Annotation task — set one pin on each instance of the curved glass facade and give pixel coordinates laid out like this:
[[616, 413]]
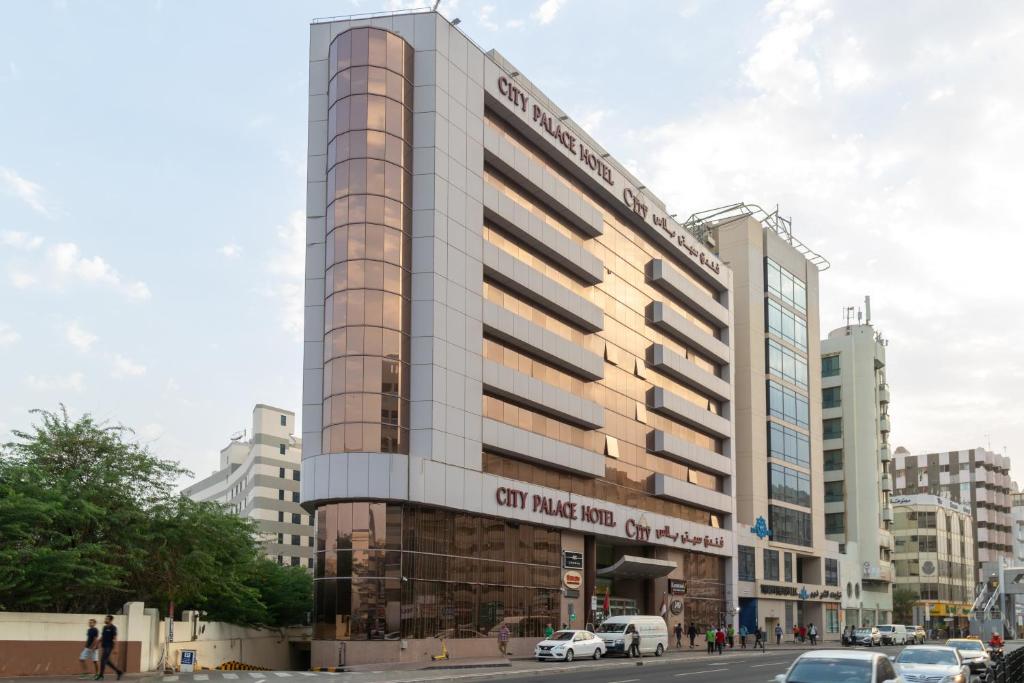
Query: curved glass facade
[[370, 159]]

.....

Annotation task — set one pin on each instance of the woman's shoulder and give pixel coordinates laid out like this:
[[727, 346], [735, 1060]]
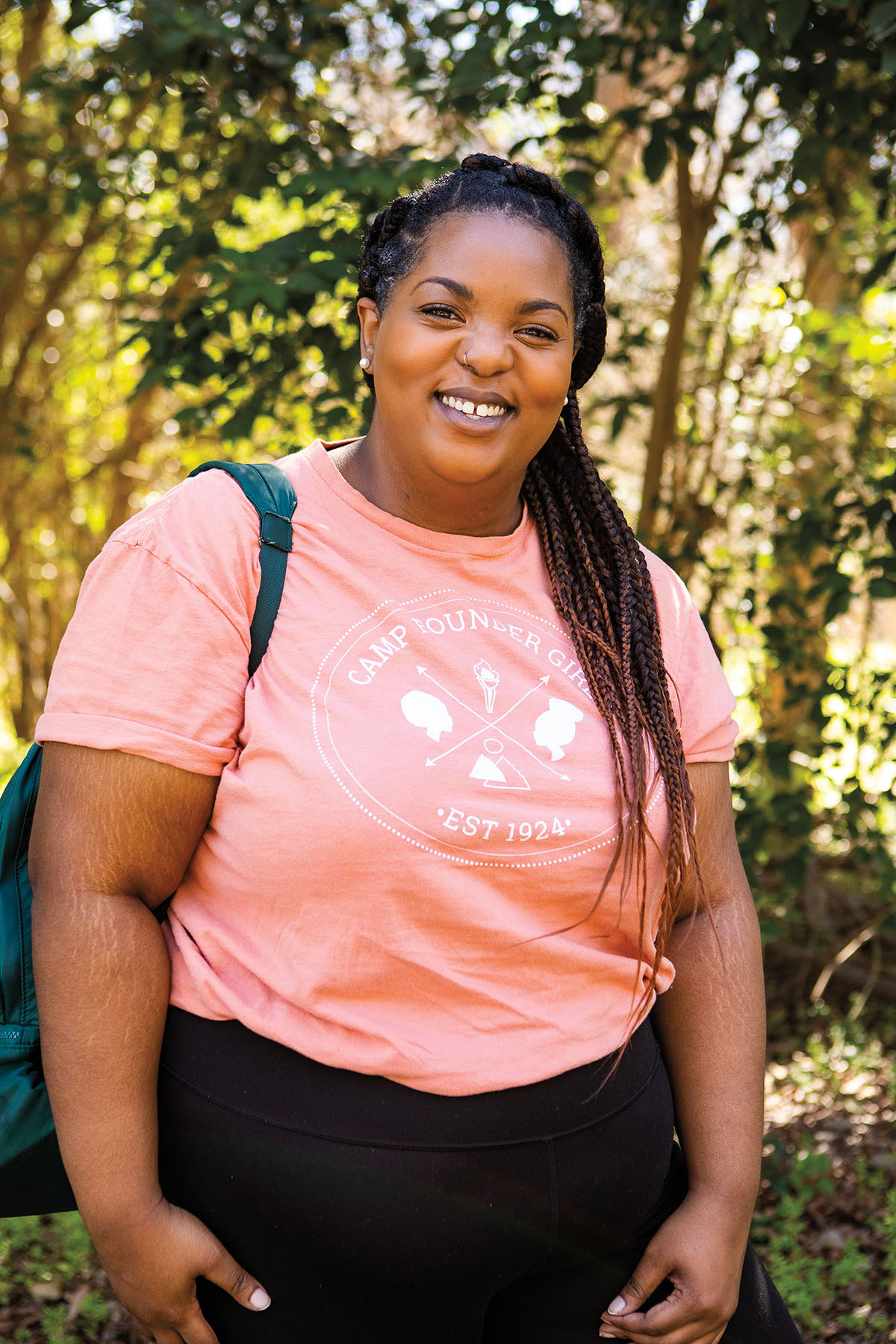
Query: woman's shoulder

.....

**EXERCISE DIRECTIONS:** Extract the lines from the one containing "of the curved" through the one containing "[[370, 159]]", including both, copying them word for word. Leave out the pictures.

**REPLY:**
Annotation task — set one pin on each instance of the curved glass facade and give pixel coordinates laid out like this:
[[616, 413]]
Query: curved glass facade
[[370, 159]]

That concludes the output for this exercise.